───── INFORMATION GIVEN ─────

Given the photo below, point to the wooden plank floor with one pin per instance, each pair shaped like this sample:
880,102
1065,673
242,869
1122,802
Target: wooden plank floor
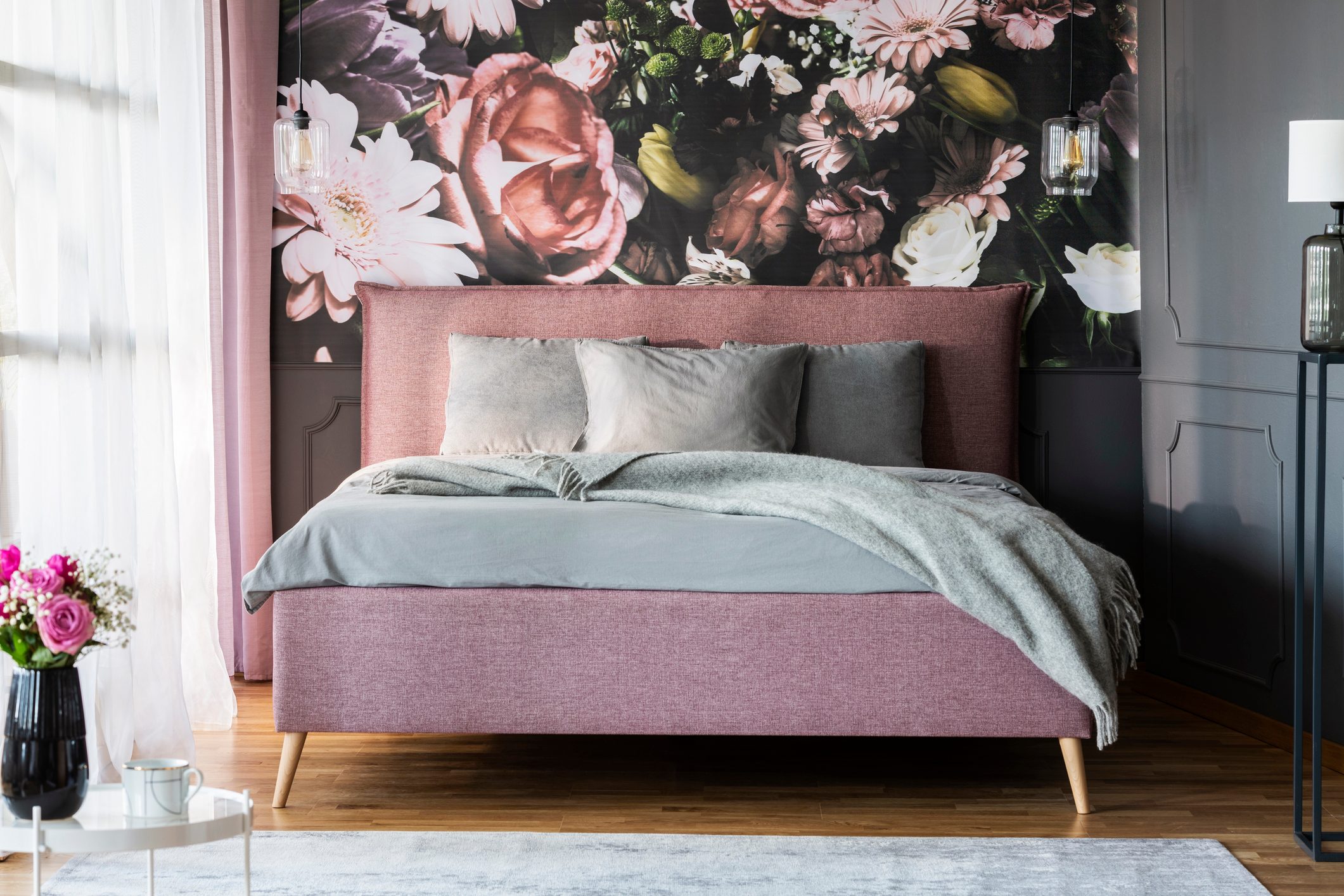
1171,776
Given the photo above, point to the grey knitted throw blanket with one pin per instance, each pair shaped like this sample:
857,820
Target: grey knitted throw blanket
1070,606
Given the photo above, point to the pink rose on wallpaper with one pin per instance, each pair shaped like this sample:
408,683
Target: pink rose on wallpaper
757,210
914,31
10,561
65,624
589,66
63,565
1030,25
373,222
975,174
43,580
650,262
857,271
531,172
847,217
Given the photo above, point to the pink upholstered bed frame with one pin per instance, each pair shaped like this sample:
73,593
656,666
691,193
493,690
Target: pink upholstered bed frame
586,662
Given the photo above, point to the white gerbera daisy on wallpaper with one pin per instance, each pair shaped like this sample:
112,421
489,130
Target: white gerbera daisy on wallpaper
373,222
459,19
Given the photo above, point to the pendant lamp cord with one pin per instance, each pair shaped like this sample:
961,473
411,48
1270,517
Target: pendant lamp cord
1070,53
302,57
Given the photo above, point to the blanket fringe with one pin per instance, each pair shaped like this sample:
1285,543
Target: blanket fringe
569,484
1123,617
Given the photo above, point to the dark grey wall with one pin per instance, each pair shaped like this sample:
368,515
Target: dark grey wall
1220,285
1080,445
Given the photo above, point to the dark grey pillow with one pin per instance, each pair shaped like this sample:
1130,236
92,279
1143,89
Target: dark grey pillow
862,404
678,399
514,395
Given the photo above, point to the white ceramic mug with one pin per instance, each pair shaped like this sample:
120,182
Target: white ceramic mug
159,788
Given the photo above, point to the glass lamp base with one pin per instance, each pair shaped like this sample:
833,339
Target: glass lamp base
1323,290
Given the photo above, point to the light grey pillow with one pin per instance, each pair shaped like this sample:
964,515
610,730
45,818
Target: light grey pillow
678,399
862,404
514,395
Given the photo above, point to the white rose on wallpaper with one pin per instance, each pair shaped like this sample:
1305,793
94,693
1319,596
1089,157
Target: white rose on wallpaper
713,269
942,246
1106,278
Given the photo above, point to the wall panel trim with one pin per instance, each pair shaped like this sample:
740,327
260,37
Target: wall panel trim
1267,680
311,432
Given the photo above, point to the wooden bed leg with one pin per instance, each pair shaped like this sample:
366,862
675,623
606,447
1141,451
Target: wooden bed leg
290,765
1073,750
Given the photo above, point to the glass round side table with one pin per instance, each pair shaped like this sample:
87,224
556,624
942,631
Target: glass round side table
103,826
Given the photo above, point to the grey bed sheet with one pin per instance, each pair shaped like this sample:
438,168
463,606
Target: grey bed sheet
358,539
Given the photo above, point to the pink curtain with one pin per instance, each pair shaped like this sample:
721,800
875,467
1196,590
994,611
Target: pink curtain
242,96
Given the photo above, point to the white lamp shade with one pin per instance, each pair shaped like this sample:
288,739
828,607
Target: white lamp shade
1316,162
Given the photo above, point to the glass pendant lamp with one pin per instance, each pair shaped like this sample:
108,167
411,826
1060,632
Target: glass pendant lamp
1070,147
1316,175
303,143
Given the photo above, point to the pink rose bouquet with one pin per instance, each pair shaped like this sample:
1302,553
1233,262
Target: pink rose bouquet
51,613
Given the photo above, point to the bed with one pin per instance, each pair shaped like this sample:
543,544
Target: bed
586,660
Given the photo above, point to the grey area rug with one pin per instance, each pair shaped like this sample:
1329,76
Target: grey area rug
376,863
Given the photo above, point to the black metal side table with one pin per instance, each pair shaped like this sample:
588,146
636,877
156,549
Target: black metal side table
1314,840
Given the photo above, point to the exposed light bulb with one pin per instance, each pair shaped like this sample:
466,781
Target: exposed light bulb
302,160
1073,160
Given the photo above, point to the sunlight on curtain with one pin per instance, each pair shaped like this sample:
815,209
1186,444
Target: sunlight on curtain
103,135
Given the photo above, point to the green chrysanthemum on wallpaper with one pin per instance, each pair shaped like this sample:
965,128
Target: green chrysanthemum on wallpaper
776,141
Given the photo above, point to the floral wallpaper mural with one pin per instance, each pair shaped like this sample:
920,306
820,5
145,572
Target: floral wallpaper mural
714,143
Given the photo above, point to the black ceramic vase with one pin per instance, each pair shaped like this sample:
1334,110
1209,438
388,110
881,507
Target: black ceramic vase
45,762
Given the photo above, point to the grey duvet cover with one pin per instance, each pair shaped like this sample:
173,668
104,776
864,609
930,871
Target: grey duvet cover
359,539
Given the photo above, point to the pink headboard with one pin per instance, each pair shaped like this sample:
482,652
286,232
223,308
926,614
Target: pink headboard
971,381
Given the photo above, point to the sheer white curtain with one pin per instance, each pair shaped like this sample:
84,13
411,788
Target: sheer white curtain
103,139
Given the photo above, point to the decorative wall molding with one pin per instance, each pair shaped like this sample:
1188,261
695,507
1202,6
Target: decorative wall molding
1160,96
1038,461
314,366
311,432
1281,637
1234,387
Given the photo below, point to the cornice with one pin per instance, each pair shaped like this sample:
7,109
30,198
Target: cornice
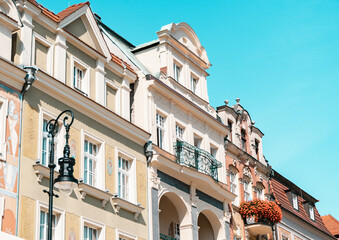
11,75
165,90
94,110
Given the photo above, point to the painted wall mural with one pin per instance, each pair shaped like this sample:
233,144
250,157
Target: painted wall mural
9,168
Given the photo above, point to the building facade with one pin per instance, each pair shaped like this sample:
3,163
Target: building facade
301,219
247,170
75,70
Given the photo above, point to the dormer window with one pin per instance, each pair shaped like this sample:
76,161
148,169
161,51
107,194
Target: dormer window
295,201
311,211
256,148
243,140
176,72
194,84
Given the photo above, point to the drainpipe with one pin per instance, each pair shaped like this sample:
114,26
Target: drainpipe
29,80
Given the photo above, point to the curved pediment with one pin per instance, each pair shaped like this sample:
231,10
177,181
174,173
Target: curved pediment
186,36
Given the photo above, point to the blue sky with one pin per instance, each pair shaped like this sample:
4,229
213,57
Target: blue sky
281,58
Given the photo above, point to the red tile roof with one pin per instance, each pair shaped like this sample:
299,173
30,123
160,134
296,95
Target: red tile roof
331,223
121,62
279,192
61,15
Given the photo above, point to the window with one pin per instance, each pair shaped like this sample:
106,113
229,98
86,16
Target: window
230,125
260,194
176,72
126,176
311,210
92,230
179,132
194,84
42,53
247,191
42,222
112,96
234,186
123,177
256,147
295,201
80,76
92,161
3,113
174,230
243,140
160,121
90,233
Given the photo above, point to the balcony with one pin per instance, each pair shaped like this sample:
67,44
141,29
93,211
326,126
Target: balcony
194,157
165,237
260,216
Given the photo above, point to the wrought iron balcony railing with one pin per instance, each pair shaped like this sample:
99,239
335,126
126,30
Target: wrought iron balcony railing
197,158
165,237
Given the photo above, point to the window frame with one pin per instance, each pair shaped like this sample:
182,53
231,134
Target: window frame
132,197
248,191
311,213
177,74
49,58
295,203
94,225
117,100
59,139
75,62
100,164
162,129
60,228
3,119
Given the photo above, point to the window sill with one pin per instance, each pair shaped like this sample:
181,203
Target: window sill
124,204
42,171
85,189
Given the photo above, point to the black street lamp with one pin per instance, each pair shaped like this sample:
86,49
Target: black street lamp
66,182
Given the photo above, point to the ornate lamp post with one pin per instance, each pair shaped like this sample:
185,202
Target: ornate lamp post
65,181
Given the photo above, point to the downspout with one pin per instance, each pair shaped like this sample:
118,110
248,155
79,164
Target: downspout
29,80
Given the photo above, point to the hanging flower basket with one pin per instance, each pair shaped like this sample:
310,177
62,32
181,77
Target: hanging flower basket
260,211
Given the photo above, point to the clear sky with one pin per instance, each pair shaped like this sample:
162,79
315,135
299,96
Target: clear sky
281,58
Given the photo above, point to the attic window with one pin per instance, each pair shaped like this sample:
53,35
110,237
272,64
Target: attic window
295,201
311,210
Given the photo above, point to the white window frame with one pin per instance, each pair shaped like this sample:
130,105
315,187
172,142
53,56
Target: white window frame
49,45
295,203
86,76
59,229
177,75
123,234
162,128
311,211
3,124
235,183
100,164
116,88
194,87
249,190
94,225
59,139
132,183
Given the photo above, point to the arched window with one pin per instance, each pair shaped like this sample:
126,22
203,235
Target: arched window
234,186
243,140
247,190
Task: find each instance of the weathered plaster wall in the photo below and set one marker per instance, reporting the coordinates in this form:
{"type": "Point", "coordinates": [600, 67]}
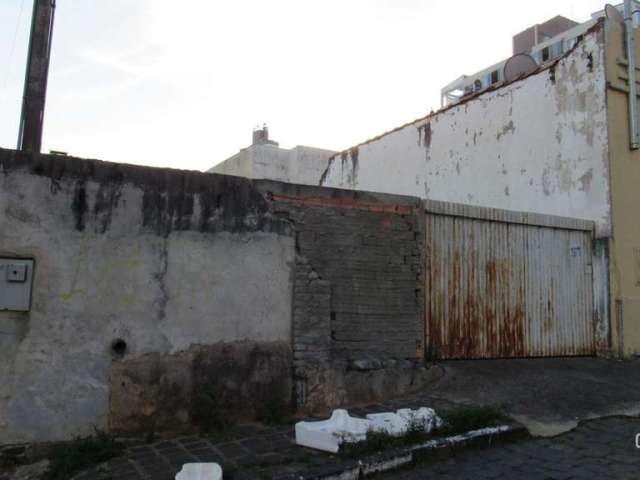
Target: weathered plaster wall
{"type": "Point", "coordinates": [302, 165]}
{"type": "Point", "coordinates": [625, 197]}
{"type": "Point", "coordinates": [535, 145]}
{"type": "Point", "coordinates": [165, 260]}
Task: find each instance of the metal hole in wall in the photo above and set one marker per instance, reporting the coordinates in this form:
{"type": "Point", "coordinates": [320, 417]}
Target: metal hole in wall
{"type": "Point", "coordinates": [119, 347]}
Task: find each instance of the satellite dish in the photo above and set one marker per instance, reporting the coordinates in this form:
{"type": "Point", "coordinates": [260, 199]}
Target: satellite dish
{"type": "Point", "coordinates": [613, 13]}
{"type": "Point", "coordinates": [518, 66]}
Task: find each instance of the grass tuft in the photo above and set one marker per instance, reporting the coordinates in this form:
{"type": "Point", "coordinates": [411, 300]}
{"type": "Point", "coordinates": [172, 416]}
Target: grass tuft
{"type": "Point", "coordinates": [455, 421]}
{"type": "Point", "coordinates": [80, 454]}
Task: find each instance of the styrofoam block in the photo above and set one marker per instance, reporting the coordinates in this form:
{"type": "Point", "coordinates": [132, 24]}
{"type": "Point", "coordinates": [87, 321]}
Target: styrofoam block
{"type": "Point", "coordinates": [200, 471]}
{"type": "Point", "coordinates": [327, 435]}
{"type": "Point", "coordinates": [388, 422]}
{"type": "Point", "coordinates": [426, 416]}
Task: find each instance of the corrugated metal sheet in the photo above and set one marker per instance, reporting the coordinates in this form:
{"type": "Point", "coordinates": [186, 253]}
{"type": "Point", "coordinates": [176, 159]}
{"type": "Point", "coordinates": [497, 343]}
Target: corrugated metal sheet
{"type": "Point", "coordinates": [498, 290]}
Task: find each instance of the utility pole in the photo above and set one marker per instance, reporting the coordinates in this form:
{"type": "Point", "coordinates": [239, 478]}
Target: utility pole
{"type": "Point", "coordinates": [35, 82]}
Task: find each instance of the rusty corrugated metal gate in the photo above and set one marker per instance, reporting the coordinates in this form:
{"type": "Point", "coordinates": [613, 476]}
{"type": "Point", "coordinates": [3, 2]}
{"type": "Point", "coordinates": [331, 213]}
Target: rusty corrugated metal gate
{"type": "Point", "coordinates": [502, 284]}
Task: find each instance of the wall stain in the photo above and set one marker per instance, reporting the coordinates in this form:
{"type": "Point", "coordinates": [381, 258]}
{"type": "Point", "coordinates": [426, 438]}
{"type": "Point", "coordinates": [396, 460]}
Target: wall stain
{"type": "Point", "coordinates": [585, 180]}
{"type": "Point", "coordinates": [106, 202]}
{"type": "Point", "coordinates": [507, 128]}
{"type": "Point", "coordinates": [79, 205]}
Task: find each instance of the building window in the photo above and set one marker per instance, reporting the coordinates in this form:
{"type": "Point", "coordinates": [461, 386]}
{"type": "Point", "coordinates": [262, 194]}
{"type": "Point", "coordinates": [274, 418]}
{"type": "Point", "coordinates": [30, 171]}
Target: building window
{"type": "Point", "coordinates": [546, 54]}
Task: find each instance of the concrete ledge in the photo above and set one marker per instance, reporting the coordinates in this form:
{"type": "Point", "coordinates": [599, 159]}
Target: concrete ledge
{"type": "Point", "coordinates": [437, 449]}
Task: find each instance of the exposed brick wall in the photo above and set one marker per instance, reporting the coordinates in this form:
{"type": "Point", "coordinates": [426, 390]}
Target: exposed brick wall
{"type": "Point", "coordinates": [358, 287]}
{"type": "Point", "coordinates": [372, 263]}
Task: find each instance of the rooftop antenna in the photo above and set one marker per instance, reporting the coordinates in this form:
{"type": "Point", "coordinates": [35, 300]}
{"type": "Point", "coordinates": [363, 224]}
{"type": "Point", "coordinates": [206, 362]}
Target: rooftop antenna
{"type": "Point", "coordinates": [519, 66]}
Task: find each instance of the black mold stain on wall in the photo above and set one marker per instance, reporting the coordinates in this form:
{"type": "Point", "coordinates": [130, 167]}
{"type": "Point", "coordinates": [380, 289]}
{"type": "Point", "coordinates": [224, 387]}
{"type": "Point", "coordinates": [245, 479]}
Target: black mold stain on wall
{"type": "Point", "coordinates": [106, 202]}
{"type": "Point", "coordinates": [79, 205]}
{"type": "Point", "coordinates": [172, 200]}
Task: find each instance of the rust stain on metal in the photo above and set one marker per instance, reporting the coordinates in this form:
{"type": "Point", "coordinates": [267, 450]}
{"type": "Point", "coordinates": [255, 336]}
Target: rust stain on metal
{"type": "Point", "coordinates": [496, 290]}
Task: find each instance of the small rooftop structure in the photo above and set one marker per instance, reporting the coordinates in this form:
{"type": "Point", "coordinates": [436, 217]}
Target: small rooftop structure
{"type": "Point", "coordinates": [544, 42]}
{"type": "Point", "coordinates": [265, 159]}
{"type": "Point", "coordinates": [261, 136]}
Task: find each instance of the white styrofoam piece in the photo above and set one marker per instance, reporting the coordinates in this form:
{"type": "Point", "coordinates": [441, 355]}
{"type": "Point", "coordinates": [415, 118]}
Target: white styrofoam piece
{"type": "Point", "coordinates": [424, 415]}
{"type": "Point", "coordinates": [388, 422]}
{"type": "Point", "coordinates": [327, 435]}
{"type": "Point", "coordinates": [200, 471]}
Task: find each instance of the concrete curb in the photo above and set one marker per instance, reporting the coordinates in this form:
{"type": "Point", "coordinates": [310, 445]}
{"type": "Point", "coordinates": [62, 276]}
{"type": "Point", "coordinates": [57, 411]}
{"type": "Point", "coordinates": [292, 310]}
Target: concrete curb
{"type": "Point", "coordinates": [436, 449]}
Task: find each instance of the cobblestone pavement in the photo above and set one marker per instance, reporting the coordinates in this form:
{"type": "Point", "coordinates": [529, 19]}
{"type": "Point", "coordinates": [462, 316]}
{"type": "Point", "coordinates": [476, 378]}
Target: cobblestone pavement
{"type": "Point", "coordinates": [248, 451]}
{"type": "Point", "coordinates": [598, 449]}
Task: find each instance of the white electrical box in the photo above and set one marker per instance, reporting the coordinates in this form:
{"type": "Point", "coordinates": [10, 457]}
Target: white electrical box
{"type": "Point", "coordinates": [16, 278]}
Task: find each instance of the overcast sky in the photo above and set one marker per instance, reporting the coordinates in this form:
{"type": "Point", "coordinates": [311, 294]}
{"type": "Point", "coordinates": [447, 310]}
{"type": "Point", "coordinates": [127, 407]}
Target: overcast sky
{"type": "Point", "coordinates": [183, 83]}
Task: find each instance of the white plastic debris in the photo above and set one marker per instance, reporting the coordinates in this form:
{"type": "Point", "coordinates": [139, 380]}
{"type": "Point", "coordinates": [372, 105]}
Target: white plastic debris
{"type": "Point", "coordinates": [200, 471]}
{"type": "Point", "coordinates": [424, 416]}
{"type": "Point", "coordinates": [388, 422]}
{"type": "Point", "coordinates": [327, 435]}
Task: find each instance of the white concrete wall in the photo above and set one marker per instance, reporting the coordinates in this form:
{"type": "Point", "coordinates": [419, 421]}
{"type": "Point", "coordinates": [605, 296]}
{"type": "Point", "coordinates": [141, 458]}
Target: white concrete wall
{"type": "Point", "coordinates": [536, 145]}
{"type": "Point", "coordinates": [118, 278]}
{"type": "Point", "coordinates": [301, 165]}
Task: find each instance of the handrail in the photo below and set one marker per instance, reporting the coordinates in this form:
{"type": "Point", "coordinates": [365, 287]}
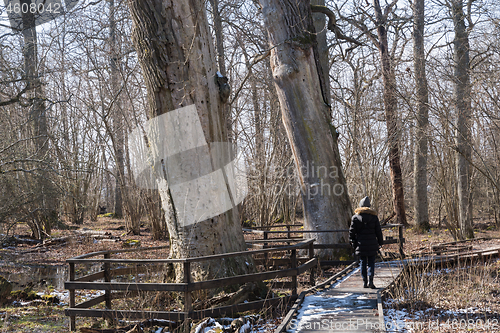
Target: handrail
{"type": "Point", "coordinates": [299, 245]}
{"type": "Point", "coordinates": [386, 226]}
{"type": "Point", "coordinates": [186, 287]}
{"type": "Point", "coordinates": [139, 249]}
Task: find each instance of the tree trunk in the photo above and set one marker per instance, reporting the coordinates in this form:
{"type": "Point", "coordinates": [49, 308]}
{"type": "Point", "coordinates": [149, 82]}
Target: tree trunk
{"type": "Point", "coordinates": [116, 114]}
{"type": "Point", "coordinates": [422, 121]}
{"type": "Point", "coordinates": [46, 197]}
{"type": "Point", "coordinates": [219, 41]}
{"type": "Point", "coordinates": [462, 104]}
{"type": "Point", "coordinates": [177, 57]}
{"type": "Point", "coordinates": [306, 116]}
{"type": "Point", "coordinates": [390, 103]}
{"type": "Point", "coordinates": [319, 20]}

─────

* GIVEN REQUEST *
Omit all pictures and write out, exactly, only the lines from the line containing "Task: find each instance of the white concrete" through the last line of the entries above.

* SOLUTION TO THE EXERCISE *
Task: find each instance of the white concrete wall in the photo above and set one marker per instance, reporting the coordinates in this form:
{"type": "Point", "coordinates": [419, 421]}
{"type": "Point", "coordinates": [605, 296]}
{"type": "Point", "coordinates": [141, 458]}
Target: white concrete wall
{"type": "Point", "coordinates": [536, 145]}
{"type": "Point", "coordinates": [118, 278]}
{"type": "Point", "coordinates": [301, 165]}
Task: find each instance of the handrail in the photo below and set one marker per instance, reporting the coordinates in this form:
{"type": "Point", "coordinates": [365, 287]}
Target: handrail
{"type": "Point", "coordinates": [299, 245]}
{"type": "Point", "coordinates": [386, 226]}
{"type": "Point", "coordinates": [186, 287]}
{"type": "Point", "coordinates": [139, 249]}
Task: find each instance of the tree trunk in the photo above and set one marker per instance, reporting the coordinates in this form:
{"type": "Point", "coordinates": [49, 308]}
{"type": "Point", "coordinates": [149, 82]}
Target: tree trunk
{"type": "Point", "coordinates": [116, 114]}
{"type": "Point", "coordinates": [422, 121]}
{"type": "Point", "coordinates": [46, 197]}
{"type": "Point", "coordinates": [219, 41]}
{"type": "Point", "coordinates": [462, 104]}
{"type": "Point", "coordinates": [177, 57]}
{"type": "Point", "coordinates": [306, 116]}
{"type": "Point", "coordinates": [390, 103]}
{"type": "Point", "coordinates": [319, 20]}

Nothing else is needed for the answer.